Your output should be the lines from the one with "[locate] circular logo" through the end of the entries below, set down word for word and nothing else.

Stored data entries
>>>

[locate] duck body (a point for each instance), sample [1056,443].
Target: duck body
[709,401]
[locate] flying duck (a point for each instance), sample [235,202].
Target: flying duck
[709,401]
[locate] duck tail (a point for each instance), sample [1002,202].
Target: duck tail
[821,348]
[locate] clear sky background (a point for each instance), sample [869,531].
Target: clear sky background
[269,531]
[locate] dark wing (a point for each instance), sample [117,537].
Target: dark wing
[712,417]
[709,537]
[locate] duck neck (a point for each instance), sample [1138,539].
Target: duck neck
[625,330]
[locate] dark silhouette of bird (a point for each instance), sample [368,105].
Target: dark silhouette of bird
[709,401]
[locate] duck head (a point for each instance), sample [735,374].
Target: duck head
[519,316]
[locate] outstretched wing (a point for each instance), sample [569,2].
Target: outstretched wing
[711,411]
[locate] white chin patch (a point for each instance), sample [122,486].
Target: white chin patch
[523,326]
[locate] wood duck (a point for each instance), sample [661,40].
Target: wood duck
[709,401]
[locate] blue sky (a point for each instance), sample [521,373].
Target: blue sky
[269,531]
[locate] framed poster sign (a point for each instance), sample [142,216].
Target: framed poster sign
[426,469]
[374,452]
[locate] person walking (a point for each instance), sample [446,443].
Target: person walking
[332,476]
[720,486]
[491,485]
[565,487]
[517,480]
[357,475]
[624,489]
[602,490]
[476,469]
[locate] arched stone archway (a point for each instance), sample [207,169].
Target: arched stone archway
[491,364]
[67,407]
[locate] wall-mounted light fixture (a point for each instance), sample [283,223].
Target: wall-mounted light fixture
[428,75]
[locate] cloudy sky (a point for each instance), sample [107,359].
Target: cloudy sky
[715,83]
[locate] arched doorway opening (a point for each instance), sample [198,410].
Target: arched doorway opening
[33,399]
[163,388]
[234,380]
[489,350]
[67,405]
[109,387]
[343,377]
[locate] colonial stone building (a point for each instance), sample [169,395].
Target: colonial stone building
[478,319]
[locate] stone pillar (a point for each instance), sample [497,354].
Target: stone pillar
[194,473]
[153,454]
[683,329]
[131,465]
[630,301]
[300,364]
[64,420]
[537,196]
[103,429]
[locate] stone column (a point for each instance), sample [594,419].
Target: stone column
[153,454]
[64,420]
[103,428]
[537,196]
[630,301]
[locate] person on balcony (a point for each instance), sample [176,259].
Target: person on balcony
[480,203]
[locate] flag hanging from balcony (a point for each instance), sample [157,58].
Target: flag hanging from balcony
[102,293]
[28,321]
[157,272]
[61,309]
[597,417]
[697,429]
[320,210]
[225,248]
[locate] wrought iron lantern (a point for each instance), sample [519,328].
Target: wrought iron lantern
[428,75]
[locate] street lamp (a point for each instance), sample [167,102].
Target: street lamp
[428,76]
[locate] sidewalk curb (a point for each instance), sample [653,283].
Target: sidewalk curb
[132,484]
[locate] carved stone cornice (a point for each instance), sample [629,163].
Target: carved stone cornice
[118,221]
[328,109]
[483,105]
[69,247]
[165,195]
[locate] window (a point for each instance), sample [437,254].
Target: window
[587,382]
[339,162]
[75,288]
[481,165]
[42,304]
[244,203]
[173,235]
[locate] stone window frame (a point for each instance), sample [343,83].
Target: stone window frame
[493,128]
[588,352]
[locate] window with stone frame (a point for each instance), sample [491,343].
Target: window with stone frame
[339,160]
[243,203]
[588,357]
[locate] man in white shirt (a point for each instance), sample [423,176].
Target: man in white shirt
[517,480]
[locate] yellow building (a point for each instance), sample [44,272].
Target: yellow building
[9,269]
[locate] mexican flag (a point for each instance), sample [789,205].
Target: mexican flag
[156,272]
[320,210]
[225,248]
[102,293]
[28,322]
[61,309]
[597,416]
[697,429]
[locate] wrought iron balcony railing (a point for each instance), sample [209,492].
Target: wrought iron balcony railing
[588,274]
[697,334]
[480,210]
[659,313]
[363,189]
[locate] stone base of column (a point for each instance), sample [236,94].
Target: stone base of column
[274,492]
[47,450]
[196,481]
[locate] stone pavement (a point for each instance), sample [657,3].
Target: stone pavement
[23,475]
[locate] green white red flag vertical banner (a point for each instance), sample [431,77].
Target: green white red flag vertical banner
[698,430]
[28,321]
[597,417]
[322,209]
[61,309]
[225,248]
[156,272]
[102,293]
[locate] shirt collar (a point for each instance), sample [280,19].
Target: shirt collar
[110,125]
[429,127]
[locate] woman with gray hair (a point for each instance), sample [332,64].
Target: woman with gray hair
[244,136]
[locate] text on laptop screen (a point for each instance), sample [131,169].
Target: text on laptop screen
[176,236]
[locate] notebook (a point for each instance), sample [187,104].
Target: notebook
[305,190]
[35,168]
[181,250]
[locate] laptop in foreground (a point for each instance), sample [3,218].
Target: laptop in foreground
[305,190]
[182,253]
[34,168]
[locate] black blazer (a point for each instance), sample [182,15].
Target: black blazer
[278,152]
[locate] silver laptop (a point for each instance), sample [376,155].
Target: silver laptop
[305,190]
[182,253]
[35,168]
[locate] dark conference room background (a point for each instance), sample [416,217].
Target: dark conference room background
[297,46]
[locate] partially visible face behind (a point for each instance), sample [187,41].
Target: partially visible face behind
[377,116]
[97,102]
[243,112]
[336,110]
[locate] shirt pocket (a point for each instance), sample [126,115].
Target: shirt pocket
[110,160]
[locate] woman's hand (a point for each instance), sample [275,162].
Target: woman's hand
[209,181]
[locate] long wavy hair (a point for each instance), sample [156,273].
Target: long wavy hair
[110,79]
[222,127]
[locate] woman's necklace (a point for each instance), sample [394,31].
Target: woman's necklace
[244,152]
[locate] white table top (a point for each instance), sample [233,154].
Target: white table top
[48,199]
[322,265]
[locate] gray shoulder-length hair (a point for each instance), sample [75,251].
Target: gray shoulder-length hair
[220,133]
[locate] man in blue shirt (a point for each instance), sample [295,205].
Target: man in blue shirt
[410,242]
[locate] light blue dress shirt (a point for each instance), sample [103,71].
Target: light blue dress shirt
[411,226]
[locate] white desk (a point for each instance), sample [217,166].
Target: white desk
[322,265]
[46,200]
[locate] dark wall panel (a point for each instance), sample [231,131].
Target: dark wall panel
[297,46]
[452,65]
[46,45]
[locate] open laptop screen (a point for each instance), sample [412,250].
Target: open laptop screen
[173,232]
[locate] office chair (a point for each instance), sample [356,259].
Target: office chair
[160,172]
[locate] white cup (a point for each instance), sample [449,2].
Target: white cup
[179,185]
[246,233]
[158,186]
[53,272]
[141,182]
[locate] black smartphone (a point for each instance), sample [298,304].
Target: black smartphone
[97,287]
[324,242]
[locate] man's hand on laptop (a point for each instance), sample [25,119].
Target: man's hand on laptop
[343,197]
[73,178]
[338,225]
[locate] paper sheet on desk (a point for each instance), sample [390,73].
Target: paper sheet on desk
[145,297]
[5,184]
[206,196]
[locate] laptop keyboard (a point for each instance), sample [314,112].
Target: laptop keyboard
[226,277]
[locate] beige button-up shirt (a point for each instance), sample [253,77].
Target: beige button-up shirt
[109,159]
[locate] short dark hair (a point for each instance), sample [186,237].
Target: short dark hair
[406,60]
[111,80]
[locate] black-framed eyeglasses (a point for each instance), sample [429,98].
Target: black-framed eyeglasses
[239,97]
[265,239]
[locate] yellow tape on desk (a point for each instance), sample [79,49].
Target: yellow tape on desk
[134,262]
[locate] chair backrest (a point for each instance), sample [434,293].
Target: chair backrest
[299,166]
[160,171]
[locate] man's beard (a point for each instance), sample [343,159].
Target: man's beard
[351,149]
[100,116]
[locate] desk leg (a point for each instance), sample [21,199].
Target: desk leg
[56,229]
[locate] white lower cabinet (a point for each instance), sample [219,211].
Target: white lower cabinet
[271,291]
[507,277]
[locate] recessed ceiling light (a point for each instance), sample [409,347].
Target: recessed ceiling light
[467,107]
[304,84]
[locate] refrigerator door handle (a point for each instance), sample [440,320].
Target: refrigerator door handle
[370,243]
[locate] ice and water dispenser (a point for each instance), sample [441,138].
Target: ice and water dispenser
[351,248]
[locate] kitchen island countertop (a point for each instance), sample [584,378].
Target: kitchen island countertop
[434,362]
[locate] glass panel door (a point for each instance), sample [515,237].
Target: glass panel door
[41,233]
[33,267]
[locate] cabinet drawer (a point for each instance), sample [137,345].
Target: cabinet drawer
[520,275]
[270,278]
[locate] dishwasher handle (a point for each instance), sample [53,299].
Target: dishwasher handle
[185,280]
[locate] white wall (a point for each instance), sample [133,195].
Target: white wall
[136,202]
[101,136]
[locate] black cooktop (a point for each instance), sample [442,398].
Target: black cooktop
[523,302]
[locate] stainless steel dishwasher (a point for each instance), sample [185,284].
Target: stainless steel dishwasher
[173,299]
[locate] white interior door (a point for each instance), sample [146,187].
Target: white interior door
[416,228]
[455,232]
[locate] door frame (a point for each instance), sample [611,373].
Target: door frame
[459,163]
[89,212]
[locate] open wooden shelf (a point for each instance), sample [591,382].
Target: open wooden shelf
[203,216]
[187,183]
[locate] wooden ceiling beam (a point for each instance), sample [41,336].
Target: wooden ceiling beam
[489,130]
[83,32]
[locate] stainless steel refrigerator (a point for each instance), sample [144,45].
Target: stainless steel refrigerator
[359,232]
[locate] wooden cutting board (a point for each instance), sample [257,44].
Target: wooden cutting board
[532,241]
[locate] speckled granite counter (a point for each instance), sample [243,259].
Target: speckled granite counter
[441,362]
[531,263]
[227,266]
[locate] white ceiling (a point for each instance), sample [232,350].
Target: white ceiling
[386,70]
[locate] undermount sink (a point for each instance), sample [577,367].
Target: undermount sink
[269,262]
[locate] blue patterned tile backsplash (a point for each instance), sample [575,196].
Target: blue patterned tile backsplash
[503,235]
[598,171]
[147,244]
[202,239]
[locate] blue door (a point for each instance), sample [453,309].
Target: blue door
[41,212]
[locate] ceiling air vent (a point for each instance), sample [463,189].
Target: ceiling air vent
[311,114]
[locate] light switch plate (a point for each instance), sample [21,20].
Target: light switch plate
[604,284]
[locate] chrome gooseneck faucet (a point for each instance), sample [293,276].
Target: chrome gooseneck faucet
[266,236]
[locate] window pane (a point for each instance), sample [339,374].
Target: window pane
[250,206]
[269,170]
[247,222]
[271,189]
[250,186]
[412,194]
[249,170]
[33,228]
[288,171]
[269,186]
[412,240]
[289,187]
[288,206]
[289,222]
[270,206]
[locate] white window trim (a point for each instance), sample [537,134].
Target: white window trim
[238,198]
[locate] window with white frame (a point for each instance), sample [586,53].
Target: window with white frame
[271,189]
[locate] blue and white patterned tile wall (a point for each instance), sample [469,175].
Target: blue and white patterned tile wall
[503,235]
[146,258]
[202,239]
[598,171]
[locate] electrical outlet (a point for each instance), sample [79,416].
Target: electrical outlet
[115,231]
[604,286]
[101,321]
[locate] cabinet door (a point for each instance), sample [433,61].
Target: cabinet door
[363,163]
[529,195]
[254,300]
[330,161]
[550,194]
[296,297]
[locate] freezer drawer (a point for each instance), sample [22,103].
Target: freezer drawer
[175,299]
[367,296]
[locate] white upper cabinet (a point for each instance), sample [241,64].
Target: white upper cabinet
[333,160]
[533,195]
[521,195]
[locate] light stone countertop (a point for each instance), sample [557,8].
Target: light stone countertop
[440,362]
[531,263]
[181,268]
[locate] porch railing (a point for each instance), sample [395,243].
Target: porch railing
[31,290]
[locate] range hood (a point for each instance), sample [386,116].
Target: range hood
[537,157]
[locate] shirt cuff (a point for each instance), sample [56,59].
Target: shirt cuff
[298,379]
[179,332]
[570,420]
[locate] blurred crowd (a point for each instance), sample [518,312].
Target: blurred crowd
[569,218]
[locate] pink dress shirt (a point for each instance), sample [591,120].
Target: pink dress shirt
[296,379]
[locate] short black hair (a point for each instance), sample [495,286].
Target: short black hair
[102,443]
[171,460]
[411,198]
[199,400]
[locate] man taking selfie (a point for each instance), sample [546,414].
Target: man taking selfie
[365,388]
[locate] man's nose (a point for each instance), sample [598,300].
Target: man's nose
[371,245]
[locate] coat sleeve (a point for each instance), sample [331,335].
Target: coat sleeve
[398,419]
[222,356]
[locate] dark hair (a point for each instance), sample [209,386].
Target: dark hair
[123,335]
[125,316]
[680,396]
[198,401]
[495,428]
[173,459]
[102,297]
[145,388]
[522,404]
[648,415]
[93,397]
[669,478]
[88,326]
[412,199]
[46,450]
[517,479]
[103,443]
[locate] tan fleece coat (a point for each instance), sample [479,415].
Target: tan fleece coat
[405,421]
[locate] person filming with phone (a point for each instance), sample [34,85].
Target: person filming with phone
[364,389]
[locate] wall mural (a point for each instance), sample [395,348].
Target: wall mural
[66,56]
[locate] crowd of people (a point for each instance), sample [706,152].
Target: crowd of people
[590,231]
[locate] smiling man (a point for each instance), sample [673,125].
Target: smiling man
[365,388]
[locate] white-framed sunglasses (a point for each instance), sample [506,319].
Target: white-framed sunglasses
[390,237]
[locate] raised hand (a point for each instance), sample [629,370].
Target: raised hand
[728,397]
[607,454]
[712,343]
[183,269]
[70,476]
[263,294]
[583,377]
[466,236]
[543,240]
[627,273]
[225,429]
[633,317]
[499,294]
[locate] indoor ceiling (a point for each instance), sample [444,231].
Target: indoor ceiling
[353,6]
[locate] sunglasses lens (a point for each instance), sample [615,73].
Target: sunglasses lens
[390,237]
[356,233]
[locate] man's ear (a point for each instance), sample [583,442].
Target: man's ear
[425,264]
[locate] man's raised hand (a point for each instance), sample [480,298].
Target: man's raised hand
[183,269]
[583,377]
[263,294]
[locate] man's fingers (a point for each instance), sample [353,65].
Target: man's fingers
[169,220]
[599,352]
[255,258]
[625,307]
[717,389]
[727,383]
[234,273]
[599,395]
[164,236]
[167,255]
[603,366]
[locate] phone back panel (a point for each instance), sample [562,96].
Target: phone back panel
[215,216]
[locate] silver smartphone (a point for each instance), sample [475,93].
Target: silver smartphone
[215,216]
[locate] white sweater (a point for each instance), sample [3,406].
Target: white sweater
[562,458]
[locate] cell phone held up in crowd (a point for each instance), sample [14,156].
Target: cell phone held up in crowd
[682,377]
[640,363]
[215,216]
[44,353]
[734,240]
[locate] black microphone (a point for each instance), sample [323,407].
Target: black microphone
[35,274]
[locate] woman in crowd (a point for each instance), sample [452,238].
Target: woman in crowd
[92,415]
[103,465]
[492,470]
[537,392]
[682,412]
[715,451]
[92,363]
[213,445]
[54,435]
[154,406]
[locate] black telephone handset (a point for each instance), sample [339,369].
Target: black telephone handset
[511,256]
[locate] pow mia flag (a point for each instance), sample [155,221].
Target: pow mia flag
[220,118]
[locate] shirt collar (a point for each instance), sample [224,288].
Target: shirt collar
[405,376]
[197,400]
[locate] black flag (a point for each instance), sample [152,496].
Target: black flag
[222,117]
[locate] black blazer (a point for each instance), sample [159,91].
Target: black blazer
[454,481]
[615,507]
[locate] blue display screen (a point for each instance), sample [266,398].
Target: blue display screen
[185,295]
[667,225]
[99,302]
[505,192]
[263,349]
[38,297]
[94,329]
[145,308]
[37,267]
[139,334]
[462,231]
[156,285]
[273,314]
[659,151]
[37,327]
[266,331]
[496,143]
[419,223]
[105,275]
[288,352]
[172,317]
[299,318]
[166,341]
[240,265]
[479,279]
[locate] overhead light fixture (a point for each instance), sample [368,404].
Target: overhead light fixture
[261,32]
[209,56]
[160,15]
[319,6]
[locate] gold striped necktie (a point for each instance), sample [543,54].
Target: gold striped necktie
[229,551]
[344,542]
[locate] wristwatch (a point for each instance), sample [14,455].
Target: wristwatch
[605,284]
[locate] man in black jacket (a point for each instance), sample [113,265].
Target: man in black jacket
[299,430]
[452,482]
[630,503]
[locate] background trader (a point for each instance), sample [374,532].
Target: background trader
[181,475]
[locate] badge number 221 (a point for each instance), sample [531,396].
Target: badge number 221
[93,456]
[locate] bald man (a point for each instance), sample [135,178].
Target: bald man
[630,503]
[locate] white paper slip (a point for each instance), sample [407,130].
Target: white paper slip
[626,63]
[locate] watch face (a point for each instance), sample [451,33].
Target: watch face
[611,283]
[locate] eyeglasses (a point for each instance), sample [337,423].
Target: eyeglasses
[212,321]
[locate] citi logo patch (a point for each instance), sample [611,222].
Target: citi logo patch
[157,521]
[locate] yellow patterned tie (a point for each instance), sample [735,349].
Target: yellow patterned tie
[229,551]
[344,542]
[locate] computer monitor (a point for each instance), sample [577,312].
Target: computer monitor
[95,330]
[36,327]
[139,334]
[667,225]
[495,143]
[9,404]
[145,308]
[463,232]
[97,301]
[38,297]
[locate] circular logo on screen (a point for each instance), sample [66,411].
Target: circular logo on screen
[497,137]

<<<

- _COMPLETED TASK_
[locate] circular logo on screen (a point for each instance), sample [66,411].
Target: circular logo on screen
[497,137]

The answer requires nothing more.